** begin **

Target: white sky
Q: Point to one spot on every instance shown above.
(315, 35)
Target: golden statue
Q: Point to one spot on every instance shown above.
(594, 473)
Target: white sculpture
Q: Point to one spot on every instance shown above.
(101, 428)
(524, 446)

** end **
** begin **

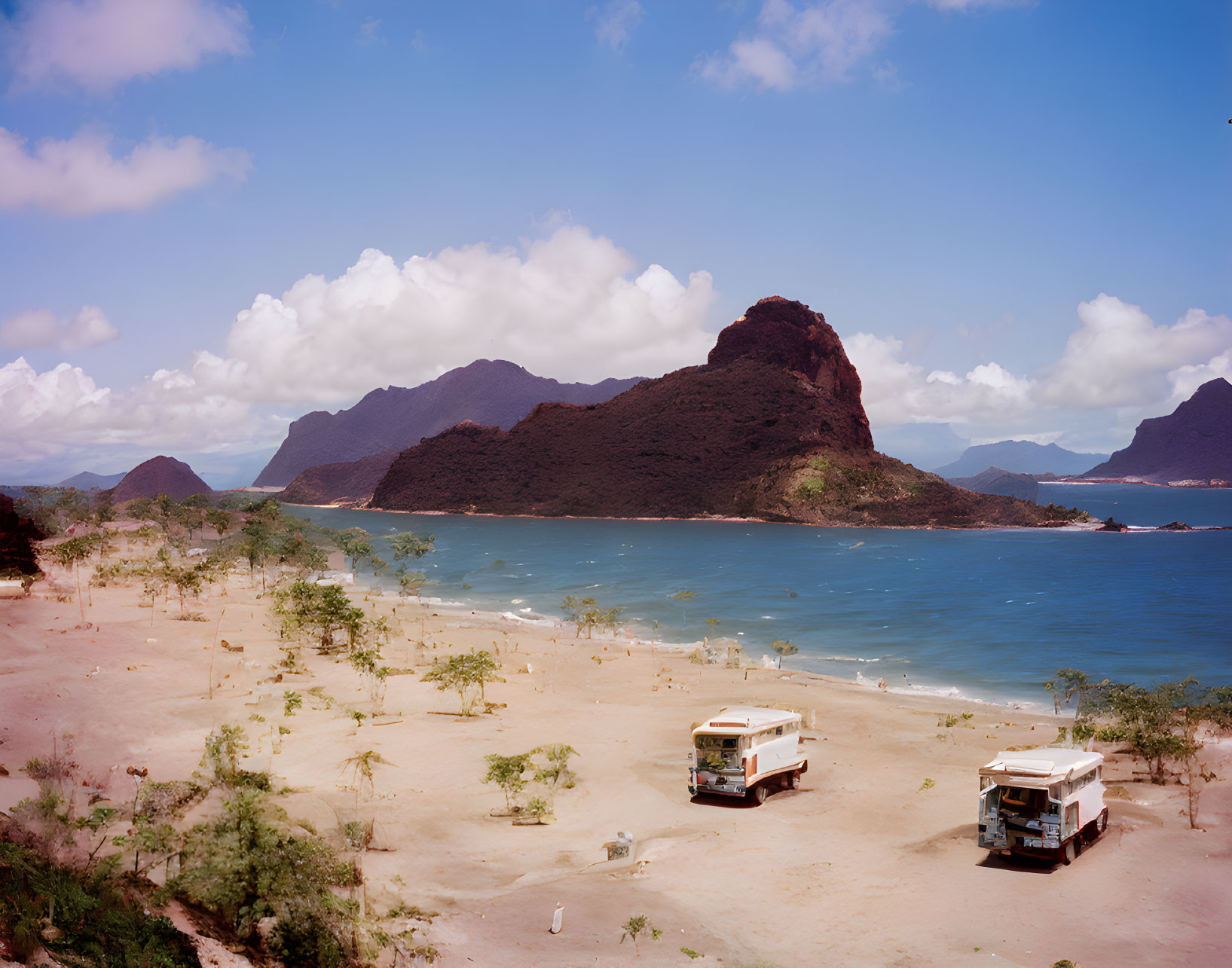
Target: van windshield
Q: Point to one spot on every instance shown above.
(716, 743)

** end **
** begin **

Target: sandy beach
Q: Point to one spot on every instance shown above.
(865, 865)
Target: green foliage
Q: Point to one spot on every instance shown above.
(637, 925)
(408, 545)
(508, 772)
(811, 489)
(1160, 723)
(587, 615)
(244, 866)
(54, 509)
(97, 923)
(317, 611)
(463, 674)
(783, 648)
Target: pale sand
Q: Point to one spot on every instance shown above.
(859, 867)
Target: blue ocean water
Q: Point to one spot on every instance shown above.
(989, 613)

** end **

State how many of the lines above contain the string "Target", with case taken into account, and give only that number.

#### CORRECT OUTPUT:
8